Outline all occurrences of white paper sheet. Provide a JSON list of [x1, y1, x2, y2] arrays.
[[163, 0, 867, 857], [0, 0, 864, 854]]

◇ ◇ ◇ ◇ ◇ ◇ ◇

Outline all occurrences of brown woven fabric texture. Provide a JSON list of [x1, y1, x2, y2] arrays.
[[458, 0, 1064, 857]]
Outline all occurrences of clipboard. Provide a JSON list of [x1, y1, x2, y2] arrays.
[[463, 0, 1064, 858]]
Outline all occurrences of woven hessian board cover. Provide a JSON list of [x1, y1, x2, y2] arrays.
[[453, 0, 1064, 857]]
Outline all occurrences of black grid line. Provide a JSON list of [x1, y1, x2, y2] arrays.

◇ ◇ ◇ ◇ ◇ ◇ ◇

- **The problem**
Rewrite the material from the line with "Outline all occurrences of brown" up to and including the line with "Outline all occurrences of black", putting "braided" in place of "woven" and keeping everything else the same.

- **Exercise solution**
Outline all occurrences of brown braided fabric texture. Provide a JSON list of [x1, y1, x2, y2] arrays.
[[458, 0, 1064, 857]]
Outline all occurrences of clipboard. Provide a JSON list of [x1, y1, x2, y2] arrays.
[[463, 0, 1064, 858]]
Outline all occurrences of braided hessian board cover. Provide a JSON list of [x1, y1, x2, y2] arrays.
[[453, 0, 1064, 857]]
Outline all occurrences of black grid line. Provide a JSON list of [x1, y1, x2, y2] arrays.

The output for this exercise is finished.